─── The input

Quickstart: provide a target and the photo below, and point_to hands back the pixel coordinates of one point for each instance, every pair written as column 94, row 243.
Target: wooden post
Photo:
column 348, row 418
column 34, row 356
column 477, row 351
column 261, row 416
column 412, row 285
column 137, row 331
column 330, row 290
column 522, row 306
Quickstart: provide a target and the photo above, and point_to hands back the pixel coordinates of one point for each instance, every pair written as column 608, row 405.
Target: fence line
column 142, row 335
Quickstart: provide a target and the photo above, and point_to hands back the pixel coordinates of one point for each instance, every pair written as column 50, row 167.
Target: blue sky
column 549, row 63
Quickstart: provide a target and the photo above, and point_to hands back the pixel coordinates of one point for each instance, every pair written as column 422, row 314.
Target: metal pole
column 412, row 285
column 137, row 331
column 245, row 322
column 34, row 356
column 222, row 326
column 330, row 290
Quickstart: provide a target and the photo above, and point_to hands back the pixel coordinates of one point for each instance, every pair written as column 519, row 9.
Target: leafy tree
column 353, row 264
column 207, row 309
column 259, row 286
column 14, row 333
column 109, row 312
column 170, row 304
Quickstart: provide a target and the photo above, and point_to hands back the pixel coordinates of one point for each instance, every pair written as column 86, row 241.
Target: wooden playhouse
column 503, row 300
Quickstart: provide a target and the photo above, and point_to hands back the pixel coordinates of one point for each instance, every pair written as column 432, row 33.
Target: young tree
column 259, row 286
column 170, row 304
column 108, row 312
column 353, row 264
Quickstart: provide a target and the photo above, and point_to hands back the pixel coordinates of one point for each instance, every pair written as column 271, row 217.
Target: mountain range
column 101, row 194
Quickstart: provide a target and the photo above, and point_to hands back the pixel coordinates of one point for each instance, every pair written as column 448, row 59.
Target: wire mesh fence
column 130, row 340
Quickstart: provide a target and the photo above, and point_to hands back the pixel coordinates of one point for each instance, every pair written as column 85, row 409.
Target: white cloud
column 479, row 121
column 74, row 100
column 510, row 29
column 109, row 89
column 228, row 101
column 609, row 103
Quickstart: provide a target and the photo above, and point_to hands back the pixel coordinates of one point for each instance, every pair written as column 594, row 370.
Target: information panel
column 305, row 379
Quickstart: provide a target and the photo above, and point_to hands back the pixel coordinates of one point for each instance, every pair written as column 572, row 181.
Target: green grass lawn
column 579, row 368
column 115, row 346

──────

● **Goal of the exercise**: Output the material verbatim.

● **Reply to the exercise**:
Quickstart: provide a target and the photo below, and point_to hands back the pixel coordinates of one point for each instance, every pair written as column 94, row 243.
Target: wooden post
Photo:
column 348, row 418
column 34, row 356
column 477, row 351
column 261, row 416
column 412, row 285
column 137, row 331
column 330, row 290
column 522, row 306
Quickstart: provide a target and the photo above, and point_to hands back the pixel coordinates of one point for each instance, every pair written as column 608, row 405.
Target: fence line
column 142, row 335
Quickstart: provide a target and the photo above, and point_to hands back the pixel coordinates of one point for each instance, every pair written as column 50, row 167.
Target: blue sky
column 549, row 63
Quickstart: provide a target and the photo above, and point_to hands back the pixel coordinates of one point for each instance, every pair written as column 422, row 314.
Target: metal pole
column 412, row 285
column 137, row 331
column 245, row 322
column 34, row 356
column 222, row 326
column 330, row 290
Quickstart: provide a target and the photo above, and point_to hands back the pixel coordinates of one point for each instance, every pair written as column 519, row 9.
Target: leafy tree
column 353, row 264
column 207, row 309
column 259, row 286
column 14, row 333
column 109, row 312
column 170, row 304
Quickstart: provide a target and the photo above, and point_to hands back the pixel coordinates of one point for each instance, every pair written as column 86, row 241.
Target: wooden playhouse
column 503, row 300
Quickstart: provide a target and the photo above, and point_to hands back the pixel coordinates of one point for each instance, every pair written as column 432, row 33.
Target: young tree
column 259, row 286
column 170, row 304
column 108, row 312
column 353, row 264
Quickstart: provide a target and the photo above, and point_to hands back the pixel coordinates of one point for each instance, every pair written as column 271, row 217.
Target: mountain range
column 101, row 194
Quickstart: provide a target and the photo above, and point_to hands back the pixel coordinates of one point for each instance, every pair written as column 448, row 59.
Target: wire mesh fence
column 130, row 340
Quickstart: provide a target and the photo above, and point_to hands back the pixel coordinates of one point for each instance, every pair written as column 85, row 409.
Target: white cloud
column 479, row 121
column 74, row 100
column 510, row 29
column 109, row 89
column 228, row 101
column 609, row 103
Quickstart: provide a target and the photo above, and point_to hands back the pixel coordinates of one point for each instance, every pair written as column 594, row 370.
Target: information panel
column 305, row 379
Quickstart: provide a target and the photo above, and point_to hands back the pixel coordinates of one point for each instance, every pair written as column 572, row 181.
Target: green grass lawn
column 579, row 368
column 115, row 346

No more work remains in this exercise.